Selected excerpt ::
⟨

Ranchers, conservation groups split on grazing ruling impact
A recent federal decision on cattle grazing on federal lands in Eastern Oregon has both ranchers and environmentalists claiming victory.
Federal district Judge Ancer Haggerty, with the U.S. District Court in Pendleton, found that cattle grazing in the Upper John Day River Basin damaged stream-side habitat, likely killing threatened steelhead, conservation groups pointed out. And the judge said the U.S. Forest Service had not done its job in making sure that damage wasn't occurring in the Malheur National Forest.
“This just reaffirms that livestock grazing and stream-side grazing is incompatible with maintaining the integrity of streams and maintaining fish populations,” said Noah Greenwald with the Center for Biological Diversity, one of the lawsuit's plaintiffs along with the Bend-based Oregon Natural Desert Association.
But John Day-area ranchers, intervenors in the lawsuit, note that the judge said they should have been involved in developing a grazing plan, and that the court did not call a halt to grazing in the Malheur National Forest.
“This is a win for us in lots of ways, because we still are turning cows out,” said Ken Holliday, a rancher along the John Day River.
Forest Service spokesman Glen Sachet declined to comment on the case, citing the possibility of future appeals. The Oregon Natural Desert Association started pushing for changes in grazing practices in the John Day basin more than a decade ago, said Brent Fenty, the association's executive director. The group filed lawsuits centered on habitat protections for steelhead, listed as threatened under the Endangered Species Act.
“We've seen long-term declines in steelhead populations,” Fenty said. “Steelhead health and productivity has a lot to do with how healthy the habitat is.”
Cattle can trample banks, damaging the plants that grow along streams and rivers, eroding their edges while sediments cloud the water, he said.
According to the June 4 federal district court decision, in 2007 and 2008 grazing caused significant damage to steelhead habitat and likely harmed fish. The Forest Service had a plan, drafted by the National Oceanic and Atmospheric Administration, which set limits on how much damage could occur, and called for the Forest Service to monitor how much of the bank was altered by cows. But the agency did not complete that monitoring, according to the judge's decision.
“He took them particularly to task for that point,” Fenty said of the Forest Service. “You wrote a plan, or NOAA fisheries did, that fulfilled the legal requirements, but you're not enforcing them. ... What we've been looking for throughout this process is improved accountability on the Forest Service to enforce the law, enforce the regulations and ensure that steelhead populations are protected into the future.”
However, Holliday, the cattle rancher, points to the judge's statements regarding how the monitoring went according to plan in 2009, and was in line with the Endangered Species Act.
“We can graze responsibly,” he said. “We showed that last year, and the judge recognized that.”
Ranchers have been trying to help get money to the Forest Service so the agency can continue monitoring and ranchers can continue grazing cattle, said Loren Stout, a rancher in Dayville.

⟩

Stored items from a collection
⟨

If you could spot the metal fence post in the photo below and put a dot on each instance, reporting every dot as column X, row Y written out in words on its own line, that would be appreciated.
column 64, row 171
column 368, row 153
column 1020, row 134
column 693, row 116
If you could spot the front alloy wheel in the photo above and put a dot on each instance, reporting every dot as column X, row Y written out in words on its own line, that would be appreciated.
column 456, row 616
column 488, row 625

⟩

What you need to do ::
1. Answer these questions using the article on the grazing ruling:
(a) Which court is Judge Ancer Haggerty with?
(b) Who is the executive director of the Oregon Natural Desert Association?
(c) In what town does rancher Loren Stout work?
2. Write the next part of the article on the grazing ruling in Eastern Oregon, picking up after its final sentence.

Answers by item number ::
1.
(a) The U.S. District Court in Pendleton.
(b) Brent Fenty.
(c) Dayville.

2.
“If the government isn't going to do it, we don't have a chance,” Stout said. “They're going to have to step up.”
The grazing plan was “horrible,” he said, adding that in his allotment, wild horses and elk have caused damage even without cows there. The recent court decision states that ranchers should play a role in developing grazing plans.
What happens next for grazing in the area has not yet been determined — the judge next has to issue a decision on how to fix the problems. Stout said that other scientific studies need to be considered in a new grazing plan, and there need to be different standards for how much damage can occur. And the Forest Service has to keep monitoring the allotments, he said.
The ranchers don't have protection from lawsuits if the Forest Service doesn't keep up the monitoring, Holliday said, adding that he would like to see standards that look at the land over a period of time — not just a snapshot of one season.
Stream banks “are in better shape than they've ever been in our lifetime,” he said, and the John Day saw a large run of steelhead this year.
But grazing practices have been changing in response to the lawsuit over the last several years, said Greenwald with the Center for Biological Diversity. Some riparian areas have been fenced off, and fewer cows graze in other allotments.
“It's just a whole different mindset and management regime than what was there before,” he said. “Essentially before, they had free rein.”
And as a result of this lawsuit, the Forest Service will have to monitor the grazing allotments more than before, he said.
The Oregon Natural Desert Association would like to see either a temporary or permanent stop to grazing in some of the allotments where the stream banks have been badly damaged, Fenty said, so that the habitat can either be restored or allowed to recover.
And Greenwald said that it has long been the Center for Biological Diversity's position that areas around creeks, streams and rivers aren't compatible with grazing.
“There's just abundant evidence that livestock degrades stream habitat,” he said. “You can manage so there's less damage, but it'll always damage.”
There have been several lawsuits in the last decade or so to prevent cattle from grazing near waterways on public lands, he said.
“The trend has been to restrict cows from stream sides more and more, and I think that's going to be a continuing trend,” Greenwald said.